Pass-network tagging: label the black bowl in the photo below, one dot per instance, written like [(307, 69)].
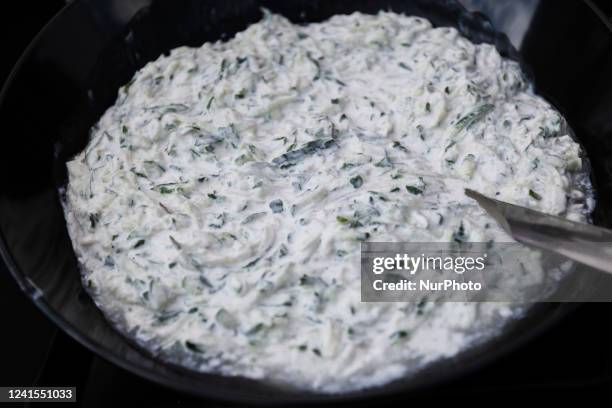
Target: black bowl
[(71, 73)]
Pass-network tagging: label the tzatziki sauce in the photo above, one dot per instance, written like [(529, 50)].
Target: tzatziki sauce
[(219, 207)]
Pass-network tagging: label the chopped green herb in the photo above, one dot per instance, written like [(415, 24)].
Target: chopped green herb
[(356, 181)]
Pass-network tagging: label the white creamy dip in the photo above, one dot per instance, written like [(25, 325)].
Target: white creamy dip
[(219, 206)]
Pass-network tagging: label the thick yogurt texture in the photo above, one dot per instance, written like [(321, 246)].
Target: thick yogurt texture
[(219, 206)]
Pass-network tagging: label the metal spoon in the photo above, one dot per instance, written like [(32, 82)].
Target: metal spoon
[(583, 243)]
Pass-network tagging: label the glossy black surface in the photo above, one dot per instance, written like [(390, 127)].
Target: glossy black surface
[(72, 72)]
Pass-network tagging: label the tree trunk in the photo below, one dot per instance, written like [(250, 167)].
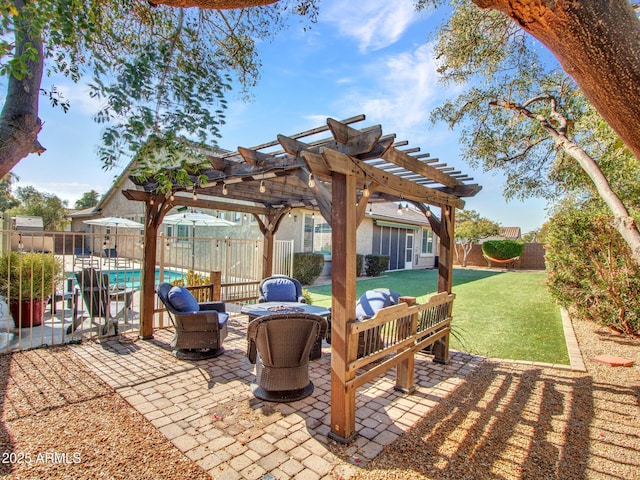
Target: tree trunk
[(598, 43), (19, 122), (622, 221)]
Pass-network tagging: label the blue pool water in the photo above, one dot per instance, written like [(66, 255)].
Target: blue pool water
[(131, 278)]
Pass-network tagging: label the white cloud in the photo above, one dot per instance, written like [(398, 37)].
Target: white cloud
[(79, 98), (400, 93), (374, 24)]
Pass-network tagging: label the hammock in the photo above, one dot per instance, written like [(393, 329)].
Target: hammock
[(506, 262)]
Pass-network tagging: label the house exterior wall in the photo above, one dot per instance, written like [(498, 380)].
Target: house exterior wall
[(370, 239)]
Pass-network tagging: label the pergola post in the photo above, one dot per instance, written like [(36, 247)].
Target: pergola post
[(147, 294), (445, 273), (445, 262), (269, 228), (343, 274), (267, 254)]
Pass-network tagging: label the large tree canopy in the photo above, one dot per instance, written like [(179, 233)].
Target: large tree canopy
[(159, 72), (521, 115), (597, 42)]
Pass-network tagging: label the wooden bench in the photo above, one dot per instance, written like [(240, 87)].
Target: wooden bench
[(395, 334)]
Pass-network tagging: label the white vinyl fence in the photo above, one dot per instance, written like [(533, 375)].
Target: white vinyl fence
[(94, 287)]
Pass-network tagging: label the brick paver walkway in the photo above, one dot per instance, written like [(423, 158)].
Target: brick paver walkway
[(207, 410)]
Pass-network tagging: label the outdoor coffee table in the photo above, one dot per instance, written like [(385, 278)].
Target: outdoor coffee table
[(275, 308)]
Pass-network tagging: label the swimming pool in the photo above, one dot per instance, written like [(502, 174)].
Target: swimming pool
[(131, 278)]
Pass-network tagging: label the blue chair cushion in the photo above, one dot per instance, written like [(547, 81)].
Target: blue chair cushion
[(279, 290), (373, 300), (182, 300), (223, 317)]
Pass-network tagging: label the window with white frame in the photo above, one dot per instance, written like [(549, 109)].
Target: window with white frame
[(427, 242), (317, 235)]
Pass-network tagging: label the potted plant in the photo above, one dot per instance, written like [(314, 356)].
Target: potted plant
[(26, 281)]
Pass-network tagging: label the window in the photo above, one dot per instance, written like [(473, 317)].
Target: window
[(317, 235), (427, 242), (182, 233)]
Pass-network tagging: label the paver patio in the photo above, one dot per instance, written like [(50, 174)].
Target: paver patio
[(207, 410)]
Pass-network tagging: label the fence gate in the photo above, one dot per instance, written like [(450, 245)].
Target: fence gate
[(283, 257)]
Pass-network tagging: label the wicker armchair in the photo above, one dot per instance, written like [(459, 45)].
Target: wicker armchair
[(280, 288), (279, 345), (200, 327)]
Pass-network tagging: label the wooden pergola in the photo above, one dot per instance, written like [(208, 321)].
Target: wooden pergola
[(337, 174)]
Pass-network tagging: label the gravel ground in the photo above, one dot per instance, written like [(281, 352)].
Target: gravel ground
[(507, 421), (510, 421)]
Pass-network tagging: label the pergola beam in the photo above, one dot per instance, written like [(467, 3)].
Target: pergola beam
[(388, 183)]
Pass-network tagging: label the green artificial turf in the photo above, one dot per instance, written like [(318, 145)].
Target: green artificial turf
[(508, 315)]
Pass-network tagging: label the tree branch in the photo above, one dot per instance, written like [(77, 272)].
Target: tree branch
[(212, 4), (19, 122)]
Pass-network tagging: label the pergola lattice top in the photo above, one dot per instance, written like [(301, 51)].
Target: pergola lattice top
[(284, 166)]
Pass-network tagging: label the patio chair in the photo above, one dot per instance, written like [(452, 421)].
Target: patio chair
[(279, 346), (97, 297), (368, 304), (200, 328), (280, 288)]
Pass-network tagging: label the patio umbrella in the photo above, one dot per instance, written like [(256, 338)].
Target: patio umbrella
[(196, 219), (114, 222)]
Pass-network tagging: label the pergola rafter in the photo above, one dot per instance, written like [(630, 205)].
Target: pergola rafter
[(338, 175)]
****************
Przepisz wiernie wszystkie pozycje zamieszczone powyżej, pomijając w odpowiedzi obrazy.

Pass-network tagging: label the black bowl in the photo below, one dot per instance, written like [(307, 69)].
Target: black bowl
[(71, 73)]
Pass-network tagging: label the tzatziki sauce in the photo above, one dot per instance, written like [(529, 50)].
Target: tzatziki sauce
[(219, 207)]
Pass-network tagging: label the chopped green herb in the photo above, one dot per instance, written like [(415, 24)].
Target: chopped green herb
[(356, 181)]
Pass-network tagging: label the white creamy dip in the photo above, one dot per instance, written like [(25, 325)].
Target: white creamy dip
[(219, 206)]
Pass-network tagging: label the thick yogurt texture in the photo above, one dot per instance, written like [(321, 246)].
Target: thick yogurt texture
[(219, 206)]
Pass-network tagging: label the metal spoon in the photo above, one dot per instance, written like [(32, 82)].
Target: metal spoon
[(583, 243)]
Pass-network tagging: label the glossy black surface in the photo above, one dot per instance, written like [(390, 127)].
Target: glossy black surface
[(72, 72)]
Pass-network tagging: label the tree trunk in the photo below, one dot per instance, written like [(250, 167)].
Target: tree trunk
[(598, 43), (19, 122), (622, 221)]
Pass-network tagging: label the blue pool water in the photo above, one dot per instance, written like [(66, 255)].
Target: blue pool water
[(131, 278)]
Pass-network tagging: label the white cloud in the photo above, one dot per instance, written like [(398, 37)].
Target: white cloud
[(79, 98), (400, 93), (374, 24)]
Pass-network tagging: label the hammock in the photo above, one dot per instance, written like [(393, 329)].
Target: hammock
[(506, 262)]
Pass-network tagging: label the house exterior wall in the photo above, one dot per instance, written like [(498, 380)].
Target: house exterior wall
[(370, 239)]
Pass-network tagging: label the pergola post in the photo above, one dot per instance, written like [(36, 247)].
Target: pergola post
[(147, 294), (445, 273), (445, 262), (269, 228), (343, 274), (267, 254)]
Pass-network tagging: label the large tree canopy in the photo above, one dot per instance, written like [(179, 233)].
Target: large tree canopy
[(159, 72), (521, 115), (597, 42)]
Pass-network tagging: label the wooden bench in the photo above, one dot per instance, written like [(240, 87)].
Target: wooden bench
[(395, 334)]
Pass-network tagging: label the white vinyl fence in the photo above, one dot per instance, written like [(533, 375)].
Target: white vinyl fence
[(94, 287)]
Pass-network tagging: label the brick paver walkway in the photo above, one dot per instance, written like [(423, 158)].
Target: brick paver walkway
[(207, 410)]
Pass-network tagging: label the outdoor coffee table in the photo above, one dot per instance, written like [(385, 278)].
Target: outdoor coffee table
[(275, 308)]
Pass-network tagging: label the swimming pool in the photo above, one dot per instance, written like [(502, 174)].
Target: swimming pool
[(131, 278)]
Pass-network tagging: label the blue chair cushion in the photo above, one dot per instance, written like [(547, 81)].
Target: blue chair cushion
[(279, 290), (373, 300), (182, 300), (223, 317)]
Pass-network tagging: label the window with white frame in the photo above, one dot per instance, written like [(549, 109)].
Target: window with white frame
[(427, 242), (317, 235)]
Pass-network tagging: label the potted plant in the photo above, one dot per instance, written like [(314, 356)].
Target: potted plant
[(26, 281)]
Pass-network tagging: label the window in the photo above, one dot per instance, written like [(473, 317)].
Target: window
[(317, 235), (427, 242), (182, 233)]
Pass-network tagging: label the paver patio in the photo above, one dot per instance, written like [(50, 174)].
Target: paver patio
[(207, 410)]
Pass-network tagging: label the fence gate in the photo above, one dot per instance, written like [(450, 245)].
Target: fence gate
[(283, 257)]
Pass-network tagging: label the wicker armchair in the photo above, one dot per instance, written like [(459, 45)].
Target: wicker armchair
[(280, 288), (279, 345), (200, 327)]
Pass-network tagging: label the wooden pergola in the photo above, one dot per instance, written like [(208, 321)].
Target: wooden pergola
[(337, 174)]
Pass-network tagging: label the gravel ground in the photo above, one dot per instance, written like [(281, 352)].
Target: gravel ground
[(507, 421), (510, 421)]
Pass-network tagging: label the pergola beam in the photo above, one dot per instance, written like [(467, 3)].
Target: pergola beam
[(388, 183)]
Pass-network tagging: label the green artificial turf in the photo above, one dot per instance, written like [(318, 145)].
Target: green artificial turf
[(508, 315)]
Pass-network tagging: label the tree branch in the photo above, one dot per instance, written like [(77, 272)].
Target: tree branch
[(212, 4), (19, 122)]
Pass-network tagging: label the pergola lattice top in the photo above, one dot per instance, written like [(301, 51)].
Target: pergola lattice top
[(284, 166)]
Pass-network tagging: label the patio chair in the photo above, one dot per instance, written like [(452, 421)].
Target: patio chair
[(279, 346), (97, 297), (368, 304), (200, 328), (280, 288)]
Pass-network tagging: label the patio umbrella in the photo above, one dot per instance, written like [(256, 338)].
Target: patio umbrella
[(196, 219), (114, 222)]
Pass-network tagging: label the pergola rafter in the photo above, one dot per instance, written like [(630, 205)].
Target: pergola rafter
[(338, 175)]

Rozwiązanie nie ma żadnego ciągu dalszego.